**** Given records ****

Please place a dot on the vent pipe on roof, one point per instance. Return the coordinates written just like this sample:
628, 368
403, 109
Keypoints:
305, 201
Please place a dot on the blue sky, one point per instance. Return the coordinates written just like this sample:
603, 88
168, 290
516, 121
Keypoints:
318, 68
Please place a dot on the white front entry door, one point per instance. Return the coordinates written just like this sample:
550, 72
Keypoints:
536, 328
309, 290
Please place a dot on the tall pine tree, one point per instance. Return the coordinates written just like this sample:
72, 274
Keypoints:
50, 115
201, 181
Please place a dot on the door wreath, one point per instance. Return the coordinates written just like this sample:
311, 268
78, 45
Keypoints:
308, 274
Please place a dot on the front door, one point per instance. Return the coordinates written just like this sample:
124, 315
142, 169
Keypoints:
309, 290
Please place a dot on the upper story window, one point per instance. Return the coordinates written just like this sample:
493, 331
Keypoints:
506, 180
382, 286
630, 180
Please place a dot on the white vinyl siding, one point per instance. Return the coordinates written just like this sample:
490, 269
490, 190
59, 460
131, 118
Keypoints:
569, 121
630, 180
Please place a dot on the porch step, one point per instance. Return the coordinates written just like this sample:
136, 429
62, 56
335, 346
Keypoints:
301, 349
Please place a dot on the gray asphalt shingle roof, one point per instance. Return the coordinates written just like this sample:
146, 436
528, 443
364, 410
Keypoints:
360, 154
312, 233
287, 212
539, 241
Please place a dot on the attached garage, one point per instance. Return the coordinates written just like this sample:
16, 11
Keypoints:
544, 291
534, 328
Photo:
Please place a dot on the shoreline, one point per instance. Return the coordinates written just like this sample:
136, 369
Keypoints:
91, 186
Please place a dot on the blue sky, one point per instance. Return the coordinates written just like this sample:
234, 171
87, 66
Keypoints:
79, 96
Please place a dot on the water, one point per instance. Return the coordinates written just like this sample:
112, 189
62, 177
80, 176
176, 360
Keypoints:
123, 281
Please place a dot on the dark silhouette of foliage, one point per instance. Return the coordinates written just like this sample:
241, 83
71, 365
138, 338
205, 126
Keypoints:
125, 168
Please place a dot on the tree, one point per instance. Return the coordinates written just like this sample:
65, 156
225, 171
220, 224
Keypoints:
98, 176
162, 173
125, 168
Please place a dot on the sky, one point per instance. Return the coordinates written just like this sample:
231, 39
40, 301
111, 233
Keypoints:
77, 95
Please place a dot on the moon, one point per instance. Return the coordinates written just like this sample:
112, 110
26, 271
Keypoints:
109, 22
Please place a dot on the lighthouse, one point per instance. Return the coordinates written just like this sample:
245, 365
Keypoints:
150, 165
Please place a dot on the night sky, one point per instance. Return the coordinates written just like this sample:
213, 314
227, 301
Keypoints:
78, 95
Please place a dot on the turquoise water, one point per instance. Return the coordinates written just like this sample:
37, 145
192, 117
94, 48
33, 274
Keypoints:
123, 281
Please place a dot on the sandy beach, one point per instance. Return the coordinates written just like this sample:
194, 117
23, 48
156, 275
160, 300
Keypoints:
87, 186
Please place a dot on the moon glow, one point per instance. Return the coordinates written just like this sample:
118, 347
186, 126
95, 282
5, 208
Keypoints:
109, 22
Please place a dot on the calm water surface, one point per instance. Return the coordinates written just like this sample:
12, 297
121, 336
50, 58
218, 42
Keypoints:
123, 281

****

## [What you are asked to do]
Quote all of the material above word for word, keeping every line as it stands.

## [Exercise result]
Please place a dot on the vent pipe on roof, one point per instance. Return the coordinates written just like this sample:
628, 368
403, 109
Keypoints:
305, 201
Please place a dot on the blue sky, one point per instance. Return the coordinates written just like this sample:
603, 88
168, 290
516, 121
Keypoints:
318, 68
Please place a dot on the white front entry door, one point per instance. Return the coordinates written just like this sample:
550, 72
Keypoints:
536, 328
309, 290
Please place a dot on the tall pine tree, one point per instance. Return the coordinates written just like this sample:
72, 274
Keypoints:
50, 115
201, 181
Please place a dot on the door wreath, one point per instance. Return the coordinates written just like this sample:
311, 268
78, 45
Keypoints:
308, 274
Please place a dot on the front door, one point per instance. Return the coordinates written just like this sample:
124, 315
142, 169
Keypoints:
309, 290
Please place a dot on the upper story window, one point per instance. Return the coordinates written just like this sample:
493, 331
Keypoints:
506, 180
382, 286
630, 180
Please place a dot on the white vinyl siding, one point per instance. Return the coordinates written just like this sample:
490, 269
490, 190
59, 460
131, 118
Keypoints:
569, 121
630, 180
Please place a dot on the porch step, one point per instance. Return the coordinates written just like this sample:
136, 429
62, 56
335, 346
Keypoints:
301, 349
Please place a dot on the gray asphalt shingle roof, one point per instance. Return the coordinates written just like this sample:
146, 436
528, 443
364, 410
Keypoints:
360, 154
312, 233
287, 212
539, 241
Please place a dot on the attached garage, one point per instance. Return the coordinates written just like this sample:
16, 11
Keypoints:
544, 291
534, 328
Photo:
Please place a dot on the shoreline, one point per instance. Return the coordinates written just like this sample:
136, 369
Keypoints:
91, 186
Please place a dot on the blue sky, one point per instance. Return the coordinates written just like this sample:
234, 171
87, 66
Keypoints:
79, 96
Please place a dot on the water, one point per instance. Return the coordinates written just like this sample:
112, 189
62, 177
80, 176
176, 360
Keypoints:
123, 281
Please place a dot on the dark silhouette of foliage, one point per instance. Return the coordinates written just like this sample:
241, 83
71, 365
138, 338
205, 126
Keypoints:
125, 168
Please place a dot on the tree, one point per instance. Return the coordinates written just like this sample:
65, 156
225, 171
220, 224
Keypoints:
98, 176
162, 173
125, 168
Please place a dot on the sky, one point per instance. Return the coordinates written just like this sample:
231, 39
40, 301
111, 233
Keypoints:
77, 95
Please place a dot on the moon, one point per instance. Return the coordinates written just like this sample:
112, 110
26, 271
Keypoints:
109, 22
Please place a dot on the lighthouse, one point per instance. Return the coordinates written just like this sample:
245, 365
Keypoints:
150, 165
Please place a dot on the night sky, one point per instance. Return the coordinates written just like this sample:
213, 314
227, 301
Keypoints:
78, 95
Please place a dot on the turquoise water, one point per instance. Return the coordinates written just like this sample:
37, 145
192, 117
94, 48
33, 274
Keypoints:
123, 281
Please place a dot on the sandy beach, one point per instance. Return the coordinates written just like this sample:
194, 117
23, 48
156, 275
160, 300
Keypoints:
87, 186
Please place a dot on the moon glow, one point per instance. Return the coordinates written just like this sample:
118, 347
186, 126
95, 282
5, 208
Keypoints:
109, 22
Please place a dot on the calm water surface, one point per instance. Return the coordinates written just like this sample:
12, 297
121, 336
50, 58
218, 42
Keypoints:
123, 281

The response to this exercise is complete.